**WORK ORDER**
Return, word for word, the portion of the excerpt on n-consistency starting at "Show that if" and ending at "(iii) and (iv).".

**EXCERPT PROVIDED**
┄┄┄┄┄┄┄┄┄┄
Show that if T is n-consistent, then all closed $\Pi^0_{n+1}$ -theorems of T are true.
Show that n-consistency of T is a $\Pi^0_{n+1}$ -formula, when T is prim. rec.

(ii) Assume that T is n-consistent; form a theory U by adding to T all true closed $\Pi^0_{n}$ -formulas. If T is prim. rec., show that $Thm_U$ is $\Sigma^0_{n+1}$. (Hint: define first a $\Pi^0_n$ -formula $Val^0_n$ such that if A is $\Pi^0_n$ and closed, $Val^0_n[\overline{ \ulcorner A \urcorner}] \leftrightarrow A.$ )

[Remark: I guess he means $truth$ of $Val^0_n[\overline{ \ulcorner A \urcorner}] \leftrightarrow A.$ , not provability in T or U.]

I am probably shortly going to add (iii) and (iv).

Idea for (i):

I think the first thing to show in (i) is pretty clear.
┄┄┄┄┄┄┄┄┄┄
**DATASET CONTENT**
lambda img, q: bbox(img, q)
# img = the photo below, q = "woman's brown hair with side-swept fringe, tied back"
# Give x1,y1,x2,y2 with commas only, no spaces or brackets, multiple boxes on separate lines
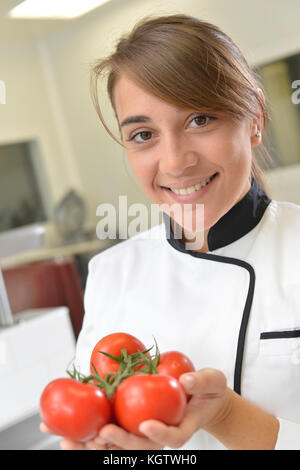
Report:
91,15,271,189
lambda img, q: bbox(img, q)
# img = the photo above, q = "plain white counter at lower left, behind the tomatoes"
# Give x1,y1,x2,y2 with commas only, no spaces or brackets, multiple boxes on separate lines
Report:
0,307,75,431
┄┄┄┄┄┄┄┄┄┄
**OUTPUT FOR THIS TASK**
Show that if T is n-consistent, then all closed $\Pi^0_{n+1}$ -theorems of T are true.
Show that n-consistency of T is a $\Pi^0_{n+1}$ -formula, when T is prim. rec.

(ii) Assume that T is n-consistent; form a theory U by adding to T all true closed $\Pi^0_{n}$ -formulas. If T is prim. rec., show that $Thm_U$ is $\Sigma^0_{n+1}$. (Hint: define first a $\Pi^0_n$ -formula $Val^0_n$ such that if A is $\Pi^0_n$ and closed, $Val^0_n[\overline{ \ulcorner A \urcorner}] \leftrightarrow A.$ )

[Remark: I guess he means $truth$ of $Val^0_n[\overline{ \ulcorner A \urcorner}] \leftrightarrow A.$ , not provability in T or U.]

I am probably shortly going to add (iii) and (iv).